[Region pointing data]
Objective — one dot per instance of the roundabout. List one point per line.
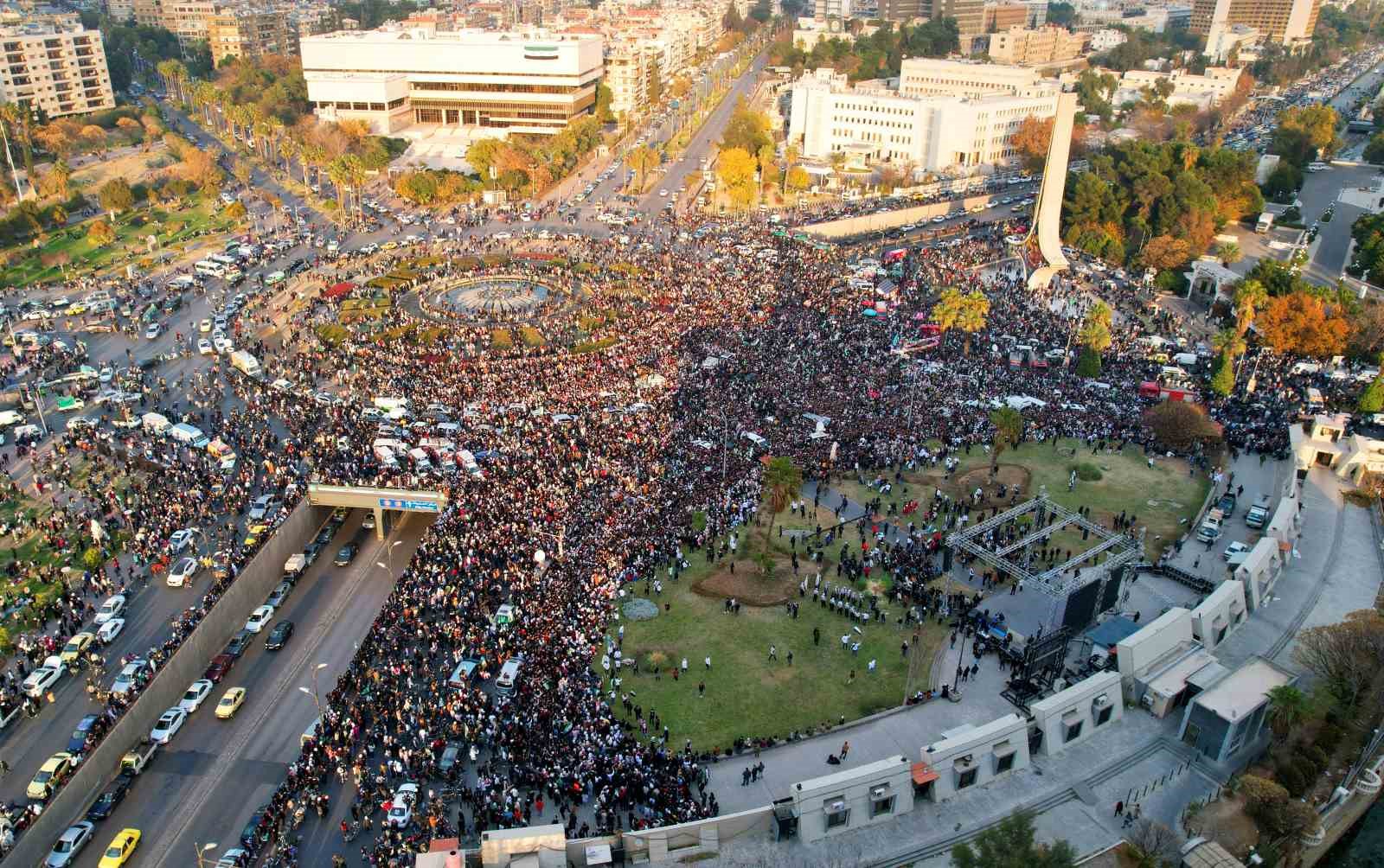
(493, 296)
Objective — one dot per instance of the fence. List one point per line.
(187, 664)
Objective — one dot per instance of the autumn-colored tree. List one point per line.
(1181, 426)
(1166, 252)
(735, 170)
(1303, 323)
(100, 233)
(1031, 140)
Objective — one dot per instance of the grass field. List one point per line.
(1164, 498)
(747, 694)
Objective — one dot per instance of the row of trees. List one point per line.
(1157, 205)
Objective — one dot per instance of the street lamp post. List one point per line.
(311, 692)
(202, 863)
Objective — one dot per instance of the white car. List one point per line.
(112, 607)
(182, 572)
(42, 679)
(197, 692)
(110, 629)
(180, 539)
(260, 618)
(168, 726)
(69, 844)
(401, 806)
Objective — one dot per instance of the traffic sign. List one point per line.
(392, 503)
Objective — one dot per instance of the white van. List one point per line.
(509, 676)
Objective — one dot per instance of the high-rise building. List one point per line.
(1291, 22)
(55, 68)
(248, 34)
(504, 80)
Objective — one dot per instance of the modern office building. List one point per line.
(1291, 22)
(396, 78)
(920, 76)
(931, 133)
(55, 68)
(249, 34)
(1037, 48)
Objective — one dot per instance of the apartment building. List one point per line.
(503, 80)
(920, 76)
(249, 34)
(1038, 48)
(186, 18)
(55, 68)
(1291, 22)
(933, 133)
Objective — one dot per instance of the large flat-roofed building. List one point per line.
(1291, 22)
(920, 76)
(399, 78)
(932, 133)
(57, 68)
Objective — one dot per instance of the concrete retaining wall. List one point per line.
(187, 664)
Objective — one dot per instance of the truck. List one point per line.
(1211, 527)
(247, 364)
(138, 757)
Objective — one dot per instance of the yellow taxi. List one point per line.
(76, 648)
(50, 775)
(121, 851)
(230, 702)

* _Assignment_: In the records above, locate the line that contains "Objective — one dot per instance of the autumn-colored". Repeat it and every line after it, exactly, and nothing else.

* _Answer to this problem_:
Objective — one dot per instance of the autumn-colored tree. List one point per line.
(1181, 426)
(1166, 252)
(735, 170)
(1303, 323)
(100, 233)
(1031, 140)
Objective — one dot per instance of the grass field. List one point per line.
(1164, 498)
(747, 694)
Objective — one dot per instance of the row of trees. List one point per line.
(1157, 205)
Objective — one dot per instance of the street lamp post. List one point per line.
(311, 692)
(202, 863)
Objective — one dot per instance of the white car. List one point per line.
(112, 607)
(182, 572)
(42, 679)
(197, 692)
(110, 629)
(180, 539)
(260, 618)
(168, 726)
(69, 844)
(401, 806)
Objective — one dot per instance of the traffic sign. List one point per line.
(392, 503)
Objective — one dot per instance of the white van. List one point per line.
(509, 676)
Objective — one dot per instance of the high-rise building. List one point per line.
(1291, 22)
(55, 68)
(248, 34)
(504, 80)
Objective — one dot per instance of the modern office building. List one point per line.
(1291, 22)
(396, 78)
(920, 76)
(931, 133)
(55, 68)
(249, 34)
(1037, 48)
Objective — one dot per instance of the apartment building. List one point per line.
(503, 80)
(920, 76)
(249, 34)
(1038, 48)
(186, 18)
(55, 68)
(1291, 22)
(933, 133)
Objective — one dot per instance of the large flat-roofed building. List one point per line.
(1291, 22)
(920, 76)
(399, 78)
(932, 133)
(57, 68)
Objective — one dot per instance of the concrete retaining wall. List one point per line.
(187, 664)
Objective — one dot per instance of the truck. List one point per line.
(1211, 527)
(247, 364)
(138, 757)
Objective — one dot per instance of the yellow taxi. List one point per line.
(76, 648)
(50, 775)
(121, 851)
(230, 702)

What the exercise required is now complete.